** PASSAGE TO READ **
Educating, Inspiring, and Motivating Christian Women

Hildegard: Compassionate Christian of the Middle Ages

“Hildegard: One of the Most Remarkable Women of the Middle Ages”
Distributed by: Vision Video
52 minutes.

Hildegard was an astonishing woman who left us her remarkable legacy in books, drawings, songs, and plays. Her works are beautiful and lasting. They have also stood the test of time because of the spiritual comfort that they still bring to thousands today.

The setting of the video is at the monastery of St. Disibod on the Rhine in central Germany. The events portrayed are those leading up to Hildegard’s examination and trial for heresy in 1148. Hildegard cared for people the way she believed Jesus would care for them. The abbot, concerned only with his legalistic rules, disagreed with the way Hildegard cared for these people and put her and the abbey under interdict – a punishment. They were commanded not to sing. They could not receive the sacraments. Hildegard did not back down. Eventually she lodged a protest with the superior of the Abbot. A trial was held where she was completely vindicated.

Later in a vision Hildegard realizes it is time to move. The video ends with Hildegard and the nuns and their priest making the move to Bingen where she would found a monastery. There, Hildegard continued her labors until her death in 1179 at the age of 82.

This production of Hildegard’s life includes illustrations in a beautiful and stunning fashion that portray what some of Hildegard’s visions may have looked like. They are based on Hildegard’s drawings in the Scivia. A group of nuns (female actors with beautiful voices?) perform some of Hildegard’s music. You will be uplifted as you hear the praises to God sung by these women.

 

 

Some background before you watch the video:

Hildegard of Bingen (1098 – 1179) is best known as a twelfth-century abbess with an extraordinary mind and she is known for her visions. Whatever one thinks about the subject of visions and dreams, certainly Hildegard was a wise, talented, intelligent, dedicated, and devout Christian woman who rose above her circumstances to serve God in extraordinary ways. She has been authenticated by the pope in her day (Eugene III) and recently by Pope Benedict.

Hildegard became a nun while just a young girl. We do not know much about her next few years, except that she must have been a good assistant to the mother of the abbey who was also her aunt, Jutta. When her aunt died in 1136, Hildegard was chosen to be the abbess in her place. Hildegard was thirty-eight years old.

As the mother of the abbey Hildegard sought to lead a life of holiness and to encourage the other nuns to do likewise. Of major importance to her was caring for the poor as Jesus did. Though she tried to stay within the church’s rules sometimes she went her own way out of compassion. In the video you will see two incidents that were typical of how Hildegard cared for the humans under her protection – a young persecuted girl that she rescued, and a dying soldier from the Crusades. The abbot wanted to just toss these people out as heretics, but Hildegard showed them the love of Jesus.

** ROWS **
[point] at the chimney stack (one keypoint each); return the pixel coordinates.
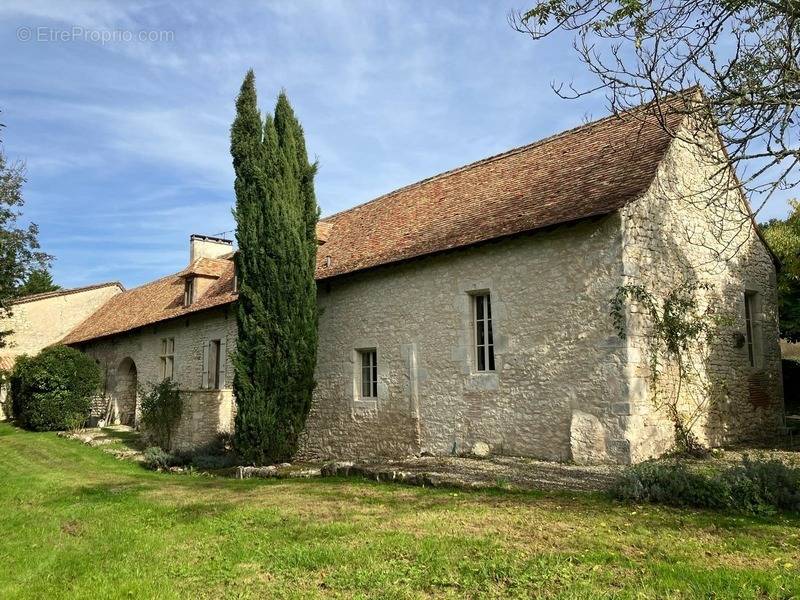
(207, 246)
==
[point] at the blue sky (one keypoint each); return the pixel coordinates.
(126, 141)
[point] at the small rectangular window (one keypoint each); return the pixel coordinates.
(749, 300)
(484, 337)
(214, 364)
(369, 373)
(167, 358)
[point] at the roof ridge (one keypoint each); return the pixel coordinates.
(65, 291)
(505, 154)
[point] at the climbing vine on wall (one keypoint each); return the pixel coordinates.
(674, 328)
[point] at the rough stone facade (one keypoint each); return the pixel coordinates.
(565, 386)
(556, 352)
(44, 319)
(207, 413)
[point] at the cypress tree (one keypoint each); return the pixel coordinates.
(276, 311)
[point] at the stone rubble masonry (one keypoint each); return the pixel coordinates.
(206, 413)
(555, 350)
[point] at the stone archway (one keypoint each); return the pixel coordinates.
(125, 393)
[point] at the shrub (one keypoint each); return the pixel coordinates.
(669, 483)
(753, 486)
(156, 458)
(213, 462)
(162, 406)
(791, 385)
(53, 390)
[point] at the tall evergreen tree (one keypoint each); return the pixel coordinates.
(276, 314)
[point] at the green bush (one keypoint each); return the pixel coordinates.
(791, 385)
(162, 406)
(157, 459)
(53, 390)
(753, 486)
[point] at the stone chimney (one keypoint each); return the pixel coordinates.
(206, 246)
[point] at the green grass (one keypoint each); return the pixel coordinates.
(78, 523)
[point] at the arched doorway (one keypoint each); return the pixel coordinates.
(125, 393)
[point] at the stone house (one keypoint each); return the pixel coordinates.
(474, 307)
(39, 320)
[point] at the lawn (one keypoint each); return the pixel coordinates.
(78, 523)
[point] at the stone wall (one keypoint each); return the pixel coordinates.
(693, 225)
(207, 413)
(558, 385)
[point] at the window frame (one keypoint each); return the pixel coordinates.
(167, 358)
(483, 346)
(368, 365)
--
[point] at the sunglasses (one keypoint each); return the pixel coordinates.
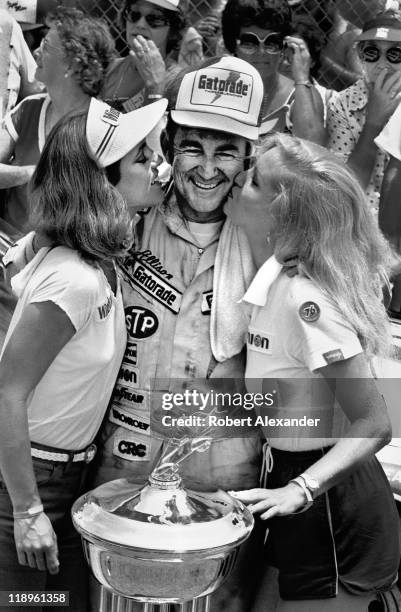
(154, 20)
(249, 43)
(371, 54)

** TASK LIST **
1. In the text about Hildegard, who led the abbey before Hildegard was chosen as abbess?
2. Resume the text about Hildegard from the point where it stops.
The entries have no connection to the text about Hildegard.

** EXPECTED RESULTS **
1. Her aunt, Jutta.

2.
Later Hildegard moved to a place where she could run the abbey without interference from less than spiritual men who only loved control. She personally oversaw the construction of the new convent at Rupertsberg, near Bingen, Germany. They moved into the new convent in 1150, and she became known as Hildegard of Bingen.

One of her many talents was writing. Around 1141, she had begun to write a book, Scivias, (or Sciens Vias, “Know the Way”), which eventually took her ten years to complete. This book included 26 drawings of things that she had seen in her visions.

You will see some of these drawings and visions illustrated in the video. She claimed that these visions helped her to understand the Old and New Testaments. Men and women of her day, including the well-known Bernard of Clairvaux, endorsed her visions. Many believed that she could understand the past, present, and future. She astonished people by claiming things which later came true.

Here in her own words is a description of one of her visions:

It happened in the year 1141 of the Incarnation of God’s Son Jesus Christ, when I was forty-two years and seven months old, that the heavens were opened and a fiery light of great brilliance came and suffused my whole brain and set my whole heart and breast afire like a flame – yet not burning but warming, as the sun warms an object on which it sheds its rays. And suddenly I came to understand the meaning of the book of Psalms, the Gospel, and the other canonical books of both the Old and New Testaments — … in a marvelous way, I had sensed the power and mystery of secret, wonderful visions in myself from girlhood, from the age of five, even to the present time.”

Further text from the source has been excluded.